Please set down, unchanged, the line containing "Note: pick out each instance of the church window" and all the lines that follow it until the data below ends.

Input for this task Start Marker

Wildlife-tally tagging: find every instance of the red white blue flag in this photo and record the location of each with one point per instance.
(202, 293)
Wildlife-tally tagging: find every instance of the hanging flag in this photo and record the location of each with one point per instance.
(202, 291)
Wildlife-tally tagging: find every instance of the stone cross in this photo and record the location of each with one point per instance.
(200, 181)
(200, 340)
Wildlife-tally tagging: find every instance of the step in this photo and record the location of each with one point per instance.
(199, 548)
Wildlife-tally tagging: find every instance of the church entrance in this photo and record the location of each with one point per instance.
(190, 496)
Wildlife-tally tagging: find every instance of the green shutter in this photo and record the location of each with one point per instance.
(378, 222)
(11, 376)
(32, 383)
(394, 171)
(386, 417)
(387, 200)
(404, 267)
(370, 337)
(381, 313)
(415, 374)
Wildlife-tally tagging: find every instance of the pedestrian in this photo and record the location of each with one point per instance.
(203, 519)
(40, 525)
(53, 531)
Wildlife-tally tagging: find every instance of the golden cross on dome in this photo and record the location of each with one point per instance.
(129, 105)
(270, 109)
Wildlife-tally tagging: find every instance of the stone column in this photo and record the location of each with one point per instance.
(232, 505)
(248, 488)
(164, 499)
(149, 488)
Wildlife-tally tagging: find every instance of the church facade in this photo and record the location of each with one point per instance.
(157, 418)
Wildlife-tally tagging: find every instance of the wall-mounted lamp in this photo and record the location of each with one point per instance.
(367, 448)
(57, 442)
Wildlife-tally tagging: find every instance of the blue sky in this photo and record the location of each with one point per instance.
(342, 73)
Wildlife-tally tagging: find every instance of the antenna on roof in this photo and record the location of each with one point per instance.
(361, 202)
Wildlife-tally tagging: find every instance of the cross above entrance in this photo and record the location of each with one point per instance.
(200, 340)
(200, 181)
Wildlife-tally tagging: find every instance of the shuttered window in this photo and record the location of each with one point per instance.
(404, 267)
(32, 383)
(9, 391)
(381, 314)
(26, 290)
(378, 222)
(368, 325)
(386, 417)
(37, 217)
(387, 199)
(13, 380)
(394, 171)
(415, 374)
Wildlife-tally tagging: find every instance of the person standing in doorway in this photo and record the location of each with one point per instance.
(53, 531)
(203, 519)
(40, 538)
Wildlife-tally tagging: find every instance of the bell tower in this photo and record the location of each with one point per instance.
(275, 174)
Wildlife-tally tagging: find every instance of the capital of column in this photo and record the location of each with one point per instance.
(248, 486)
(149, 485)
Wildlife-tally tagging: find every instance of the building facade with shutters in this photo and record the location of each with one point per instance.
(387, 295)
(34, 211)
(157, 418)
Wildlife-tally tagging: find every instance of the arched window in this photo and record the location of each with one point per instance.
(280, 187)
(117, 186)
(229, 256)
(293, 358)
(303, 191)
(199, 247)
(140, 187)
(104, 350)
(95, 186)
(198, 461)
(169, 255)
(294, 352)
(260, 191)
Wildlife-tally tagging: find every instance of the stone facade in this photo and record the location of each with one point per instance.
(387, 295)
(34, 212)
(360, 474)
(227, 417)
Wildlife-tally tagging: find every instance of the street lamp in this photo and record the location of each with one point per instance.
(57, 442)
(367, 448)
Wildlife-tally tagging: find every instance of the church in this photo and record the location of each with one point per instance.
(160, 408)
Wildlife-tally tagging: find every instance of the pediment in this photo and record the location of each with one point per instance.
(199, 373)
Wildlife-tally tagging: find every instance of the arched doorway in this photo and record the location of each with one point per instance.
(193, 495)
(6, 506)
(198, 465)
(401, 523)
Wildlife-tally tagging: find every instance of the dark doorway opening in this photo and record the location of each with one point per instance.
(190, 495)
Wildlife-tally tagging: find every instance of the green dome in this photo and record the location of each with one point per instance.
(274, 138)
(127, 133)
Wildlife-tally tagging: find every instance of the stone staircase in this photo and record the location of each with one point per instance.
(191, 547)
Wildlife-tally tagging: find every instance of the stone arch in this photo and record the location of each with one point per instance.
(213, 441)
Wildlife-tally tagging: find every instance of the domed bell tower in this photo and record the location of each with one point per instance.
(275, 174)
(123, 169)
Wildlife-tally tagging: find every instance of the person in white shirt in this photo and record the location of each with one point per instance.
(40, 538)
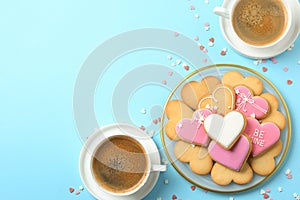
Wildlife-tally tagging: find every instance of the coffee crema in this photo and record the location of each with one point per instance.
(260, 22)
(119, 165)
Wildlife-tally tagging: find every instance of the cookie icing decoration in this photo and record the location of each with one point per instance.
(233, 158)
(250, 105)
(221, 101)
(192, 130)
(225, 130)
(263, 136)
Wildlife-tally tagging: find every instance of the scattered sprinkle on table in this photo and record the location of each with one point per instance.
(143, 111)
(289, 82)
(71, 190)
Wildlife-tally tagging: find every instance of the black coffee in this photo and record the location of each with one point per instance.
(259, 22)
(119, 165)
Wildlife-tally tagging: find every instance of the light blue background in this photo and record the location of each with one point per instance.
(42, 47)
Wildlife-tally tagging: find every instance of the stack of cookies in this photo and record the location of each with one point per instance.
(227, 128)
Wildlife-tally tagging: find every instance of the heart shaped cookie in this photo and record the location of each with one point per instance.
(263, 136)
(249, 105)
(192, 130)
(221, 101)
(274, 115)
(225, 130)
(193, 91)
(224, 176)
(264, 164)
(235, 78)
(233, 158)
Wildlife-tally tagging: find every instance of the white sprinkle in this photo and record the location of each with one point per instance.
(166, 181)
(143, 111)
(151, 133)
(184, 64)
(81, 188)
(262, 191)
(178, 61)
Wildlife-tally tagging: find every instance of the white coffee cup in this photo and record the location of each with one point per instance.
(287, 37)
(98, 138)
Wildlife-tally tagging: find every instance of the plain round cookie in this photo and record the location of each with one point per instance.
(197, 157)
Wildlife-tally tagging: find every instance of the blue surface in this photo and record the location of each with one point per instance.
(42, 47)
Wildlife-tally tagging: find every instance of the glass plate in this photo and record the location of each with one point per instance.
(206, 182)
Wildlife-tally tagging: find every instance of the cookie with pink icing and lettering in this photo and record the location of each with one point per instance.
(233, 158)
(192, 130)
(225, 130)
(263, 136)
(250, 105)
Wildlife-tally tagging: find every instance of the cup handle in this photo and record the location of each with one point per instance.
(160, 168)
(222, 12)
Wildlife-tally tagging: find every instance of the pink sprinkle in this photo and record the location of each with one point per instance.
(273, 60)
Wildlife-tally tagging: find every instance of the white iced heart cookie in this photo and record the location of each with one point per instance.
(225, 130)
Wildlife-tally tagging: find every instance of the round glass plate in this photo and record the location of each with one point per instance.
(206, 182)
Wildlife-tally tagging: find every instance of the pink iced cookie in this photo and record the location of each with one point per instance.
(251, 106)
(233, 158)
(191, 130)
(263, 136)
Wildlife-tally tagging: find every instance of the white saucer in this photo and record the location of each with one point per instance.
(107, 131)
(260, 53)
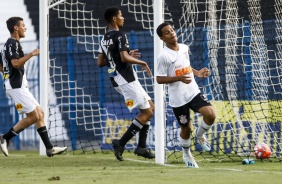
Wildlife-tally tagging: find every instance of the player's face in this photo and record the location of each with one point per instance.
(119, 19)
(169, 35)
(21, 29)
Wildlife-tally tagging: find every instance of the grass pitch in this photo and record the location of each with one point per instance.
(30, 168)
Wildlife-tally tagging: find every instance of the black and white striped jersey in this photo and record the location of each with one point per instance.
(111, 45)
(14, 77)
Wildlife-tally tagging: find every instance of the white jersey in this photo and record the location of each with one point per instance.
(175, 63)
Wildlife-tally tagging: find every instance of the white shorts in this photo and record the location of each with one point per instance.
(134, 95)
(24, 100)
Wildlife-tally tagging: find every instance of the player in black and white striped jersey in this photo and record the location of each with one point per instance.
(114, 53)
(16, 86)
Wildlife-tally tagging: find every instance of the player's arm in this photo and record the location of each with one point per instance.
(166, 80)
(1, 64)
(102, 61)
(203, 73)
(126, 58)
(21, 61)
(162, 75)
(1, 68)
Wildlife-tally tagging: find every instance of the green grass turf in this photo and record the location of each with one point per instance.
(30, 168)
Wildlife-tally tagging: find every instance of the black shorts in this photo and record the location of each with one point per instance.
(182, 113)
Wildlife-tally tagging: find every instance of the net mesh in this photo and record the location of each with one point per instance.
(238, 40)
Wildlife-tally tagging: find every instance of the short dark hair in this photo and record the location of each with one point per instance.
(13, 21)
(110, 12)
(160, 27)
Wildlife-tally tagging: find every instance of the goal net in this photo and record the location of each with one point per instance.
(238, 40)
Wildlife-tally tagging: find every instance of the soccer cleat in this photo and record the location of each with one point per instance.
(144, 152)
(203, 141)
(4, 145)
(55, 151)
(118, 149)
(190, 162)
(205, 144)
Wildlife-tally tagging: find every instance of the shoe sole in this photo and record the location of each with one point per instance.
(117, 155)
(143, 156)
(6, 154)
(51, 155)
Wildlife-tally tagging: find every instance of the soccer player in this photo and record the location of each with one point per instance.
(16, 86)
(174, 69)
(114, 53)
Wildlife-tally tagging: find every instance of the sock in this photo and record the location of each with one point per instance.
(130, 132)
(42, 131)
(185, 143)
(143, 135)
(202, 129)
(11, 133)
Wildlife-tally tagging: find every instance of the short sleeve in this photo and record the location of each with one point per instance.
(100, 50)
(162, 66)
(13, 50)
(122, 42)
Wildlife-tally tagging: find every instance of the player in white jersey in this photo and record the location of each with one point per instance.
(16, 86)
(174, 69)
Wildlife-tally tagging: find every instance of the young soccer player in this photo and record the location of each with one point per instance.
(114, 53)
(174, 69)
(15, 84)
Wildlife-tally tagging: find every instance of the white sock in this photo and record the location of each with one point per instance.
(185, 143)
(203, 128)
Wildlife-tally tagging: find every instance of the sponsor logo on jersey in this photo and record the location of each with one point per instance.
(183, 119)
(129, 103)
(19, 107)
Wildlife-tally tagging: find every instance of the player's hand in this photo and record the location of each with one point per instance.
(134, 53)
(185, 79)
(35, 52)
(204, 72)
(146, 67)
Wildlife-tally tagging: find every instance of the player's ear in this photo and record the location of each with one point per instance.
(114, 18)
(16, 28)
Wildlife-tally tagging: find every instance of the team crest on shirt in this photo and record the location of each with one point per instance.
(129, 103)
(186, 55)
(183, 119)
(19, 107)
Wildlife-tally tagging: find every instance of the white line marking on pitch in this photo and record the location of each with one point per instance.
(229, 169)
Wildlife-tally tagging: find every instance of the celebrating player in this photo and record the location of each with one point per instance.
(114, 53)
(174, 69)
(15, 84)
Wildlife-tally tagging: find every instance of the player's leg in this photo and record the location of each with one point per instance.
(201, 104)
(24, 103)
(141, 149)
(183, 117)
(43, 133)
(134, 98)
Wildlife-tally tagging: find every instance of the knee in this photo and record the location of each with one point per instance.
(152, 108)
(34, 118)
(211, 117)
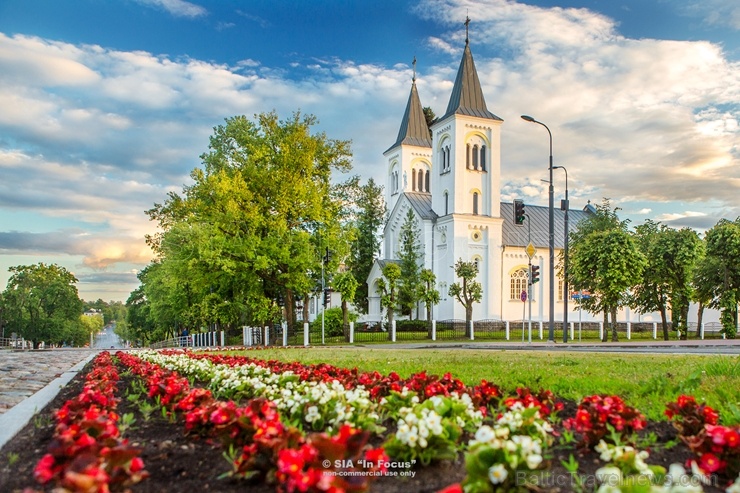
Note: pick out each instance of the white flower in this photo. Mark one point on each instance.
(609, 475)
(534, 460)
(484, 434)
(497, 473)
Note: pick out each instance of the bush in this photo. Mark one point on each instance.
(333, 325)
(411, 326)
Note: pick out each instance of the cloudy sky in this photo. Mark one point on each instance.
(105, 106)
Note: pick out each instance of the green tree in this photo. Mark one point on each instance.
(41, 302)
(346, 284)
(722, 268)
(409, 257)
(245, 235)
(469, 291)
(667, 280)
(605, 260)
(428, 292)
(388, 289)
(366, 244)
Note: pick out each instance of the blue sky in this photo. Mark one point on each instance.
(106, 105)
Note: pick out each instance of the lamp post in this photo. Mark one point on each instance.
(551, 233)
(564, 205)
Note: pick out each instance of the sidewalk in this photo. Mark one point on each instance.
(31, 379)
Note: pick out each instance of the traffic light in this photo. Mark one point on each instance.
(519, 212)
(535, 274)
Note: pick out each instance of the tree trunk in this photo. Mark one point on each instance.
(605, 335)
(289, 308)
(664, 320)
(615, 336)
(699, 319)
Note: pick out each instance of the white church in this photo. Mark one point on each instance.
(450, 178)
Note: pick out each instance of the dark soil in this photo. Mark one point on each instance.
(177, 463)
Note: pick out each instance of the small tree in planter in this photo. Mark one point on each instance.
(428, 293)
(388, 291)
(469, 291)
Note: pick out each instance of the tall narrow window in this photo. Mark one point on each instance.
(518, 283)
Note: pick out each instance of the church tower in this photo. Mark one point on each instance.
(466, 184)
(409, 165)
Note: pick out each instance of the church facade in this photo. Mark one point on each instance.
(449, 177)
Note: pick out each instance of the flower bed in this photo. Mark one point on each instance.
(299, 427)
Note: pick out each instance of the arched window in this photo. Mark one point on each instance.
(518, 283)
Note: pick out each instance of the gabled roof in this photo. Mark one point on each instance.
(467, 95)
(422, 204)
(414, 130)
(514, 235)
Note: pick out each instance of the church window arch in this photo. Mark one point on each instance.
(519, 280)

Input for this task End Marker

Result for this exercise:
Note: pick out each instance of the church window arch in this photo. Mark one point on each instance.
(519, 280)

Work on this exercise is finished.